- _Required action_
Which lines in the data below contain the string "light"? Show each one.

*** Given records Section Begins ***

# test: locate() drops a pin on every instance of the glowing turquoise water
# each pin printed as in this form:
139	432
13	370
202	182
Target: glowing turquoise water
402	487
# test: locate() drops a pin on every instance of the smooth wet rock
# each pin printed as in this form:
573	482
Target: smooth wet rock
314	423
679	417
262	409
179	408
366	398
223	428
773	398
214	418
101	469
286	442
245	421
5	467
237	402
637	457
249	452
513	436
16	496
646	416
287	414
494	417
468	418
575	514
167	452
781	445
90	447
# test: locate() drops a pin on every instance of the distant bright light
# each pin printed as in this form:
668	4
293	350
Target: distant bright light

*** Given records Section Ends ***

- _Expected answer_
# test: locate() drops a pin on every instance of the distant bright light
Target: distant bright light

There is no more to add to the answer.